* TASK REQUIREMENTS
From first entry to last, give the listing again verbatim.

* RECORDS SHOWN

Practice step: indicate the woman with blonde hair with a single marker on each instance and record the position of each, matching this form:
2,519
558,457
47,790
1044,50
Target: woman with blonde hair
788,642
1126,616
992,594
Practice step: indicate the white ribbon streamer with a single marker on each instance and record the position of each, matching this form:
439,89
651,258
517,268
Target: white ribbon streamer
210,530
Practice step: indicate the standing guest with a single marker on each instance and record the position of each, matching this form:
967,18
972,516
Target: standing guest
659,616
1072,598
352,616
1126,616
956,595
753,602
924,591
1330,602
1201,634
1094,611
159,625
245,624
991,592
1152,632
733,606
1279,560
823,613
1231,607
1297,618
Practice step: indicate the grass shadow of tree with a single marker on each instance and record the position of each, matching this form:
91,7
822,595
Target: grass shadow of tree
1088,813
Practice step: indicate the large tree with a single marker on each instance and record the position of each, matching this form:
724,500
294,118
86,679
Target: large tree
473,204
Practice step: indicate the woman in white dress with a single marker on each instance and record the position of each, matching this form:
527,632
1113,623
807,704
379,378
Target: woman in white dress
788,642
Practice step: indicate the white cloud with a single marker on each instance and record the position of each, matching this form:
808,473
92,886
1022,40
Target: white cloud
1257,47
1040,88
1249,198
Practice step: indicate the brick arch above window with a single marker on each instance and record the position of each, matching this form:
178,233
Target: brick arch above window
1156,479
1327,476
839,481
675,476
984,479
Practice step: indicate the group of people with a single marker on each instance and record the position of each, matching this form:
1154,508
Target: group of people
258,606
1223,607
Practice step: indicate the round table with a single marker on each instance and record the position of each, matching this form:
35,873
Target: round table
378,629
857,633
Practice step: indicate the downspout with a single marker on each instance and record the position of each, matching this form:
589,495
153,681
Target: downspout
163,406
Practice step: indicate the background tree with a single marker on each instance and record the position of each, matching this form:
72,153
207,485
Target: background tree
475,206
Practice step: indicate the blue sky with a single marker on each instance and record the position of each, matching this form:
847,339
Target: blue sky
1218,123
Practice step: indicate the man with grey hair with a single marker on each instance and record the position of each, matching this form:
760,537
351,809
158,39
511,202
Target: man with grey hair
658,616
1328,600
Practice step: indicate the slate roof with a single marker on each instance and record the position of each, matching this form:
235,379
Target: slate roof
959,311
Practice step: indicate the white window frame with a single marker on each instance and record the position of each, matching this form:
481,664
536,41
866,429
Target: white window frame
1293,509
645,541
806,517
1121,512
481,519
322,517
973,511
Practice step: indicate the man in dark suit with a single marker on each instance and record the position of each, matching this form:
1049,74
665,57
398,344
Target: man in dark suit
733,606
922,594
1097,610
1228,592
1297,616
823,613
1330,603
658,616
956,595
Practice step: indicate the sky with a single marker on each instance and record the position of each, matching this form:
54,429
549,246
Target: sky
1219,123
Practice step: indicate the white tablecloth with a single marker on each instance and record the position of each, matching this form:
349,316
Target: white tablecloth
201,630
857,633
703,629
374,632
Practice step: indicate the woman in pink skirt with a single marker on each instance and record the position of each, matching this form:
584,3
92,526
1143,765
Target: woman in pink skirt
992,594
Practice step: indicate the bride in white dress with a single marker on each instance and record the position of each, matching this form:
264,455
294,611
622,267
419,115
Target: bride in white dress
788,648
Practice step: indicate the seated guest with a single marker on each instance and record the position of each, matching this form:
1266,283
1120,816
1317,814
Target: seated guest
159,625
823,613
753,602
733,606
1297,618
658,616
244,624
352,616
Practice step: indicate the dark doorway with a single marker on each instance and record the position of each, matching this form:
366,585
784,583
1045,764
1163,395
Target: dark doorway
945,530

* TASK RESPONSE
Practice step: indicate the woman with blonde hair with a single marker on each instance and record the position of each, matching this form:
2,519
558,457
47,790
1044,50
Target: woman with blonde hair
788,642
1126,616
992,594
Practice step: indicate the white ribbon streamer with a single marker on each instance and record the position of each, matching this form:
439,89
651,258
517,268
Target: white ribbon streamer
210,530
Practice step: indicate the standing guest with a single marker on each instance and record the position of each, matching this form:
967,18
972,516
Target: standing guest
659,616
1072,598
352,616
1126,616
956,595
753,602
924,591
1330,602
1201,634
1094,611
159,625
245,624
991,592
1152,632
733,606
1279,560
823,613
1231,607
1297,618
Practice step: indicate the grass shadow of tree with a single marker on each instance and record the position of each, matching this form:
91,7
822,595
Target: grass shadow of tree
1088,813
Practice step: indicate the large tree with a single marker on each instance and record the position of each, matching this form:
724,500
294,118
86,679
Target: large tree
473,204
Practice step: indicate the woman in white dress with a single marker on each instance and record the position of each, matching this form:
527,632
1113,623
807,704
379,378
Target: woman in white dress
788,642
Practice step: indicate the white cloud with a single marker on each instance and record the position of each, matching this form:
808,473
92,886
1022,40
Target: white cloud
1257,47
1040,88
1249,198
Practice step: indicate the brick arch above window with a single marker on each instance and record the position of each, matching this form:
178,233
Target: brick arch above window
1156,479
1327,476
839,481
675,476
984,479
Practice step: indicate the group of people with a single marker on each instance and record the position of each, matching this form:
1154,508
Target: group of people
258,606
1223,607
Practice step: indicate the round table with a single marker on each instance and record the position of each, matching this form:
35,873
Target: round table
378,629
857,633
Practice step: indicate the downspout with a single marker on each instance and record the position of each, matching this form:
589,495
153,681
Target: downspout
163,406
Practice step: indicate the background tree with a single marker on each instance and record the position of each, matching this form:
72,153
207,485
Target: background tree
475,206
Practice step: indicate the blue sky with a single marker on each instance and record the position of each, matching this form:
847,339
Target: blue sky
1218,123
Practice step: indicate the man with grey hair with a single marker on each instance and record the position of each, matching this form:
760,537
351,809
158,39
511,202
Target: man with grey hair
658,616
1328,600
Practice step: indicate the slate roof with a single marker on each instance and record the position of each, matching this form:
235,379
Target: slate roof
959,311
Practice step: indicate the white window frame with a single marker on each instance and record the position of each, matching this form:
481,664
536,41
866,429
Target: white window frame
1293,509
645,541
806,517
1121,512
481,519
322,517
973,511
Practice step: indicate the man in dark suit with a single marker on each instance and record the position of each, matching this form:
1049,74
665,57
398,344
Target: man in dark suit
733,606
922,594
1097,610
1228,592
1297,616
823,613
1330,603
658,616
956,595
Practice step: indicate the sky with a single marker on each instance and record the position of each, matching this form:
54,429
549,246
Target: sky
1219,123
Practice step: indicate the white tablecloth with a single marker on each instance and record the position of each, matching this form:
349,316
Target: white tablecloth
201,630
857,633
703,629
374,632
Practice step: indicate the woman in pink skirt with a single marker on each instance and record the position of each, matching this form:
584,3
92,526
1143,765
Target: woman in pink skirt
992,594
Practice step: indicate the bride in white dress with a single marker on each instance and record the position of each, matching this form:
264,455
294,611
622,267
419,115
Target: bride in white dress
788,648
Practice step: indicate the seated guest with a single marker on each instance and record the position of each, matching this form:
1266,283
1120,816
1317,814
Target: seated guest
159,625
823,613
753,602
733,606
1297,618
658,616
244,624
352,616
Practice step: indicate the dark doorway with a single marker on each instance and record the position of each, matching this form:
366,585
784,583
1045,764
1163,395
Target: dark doorway
945,530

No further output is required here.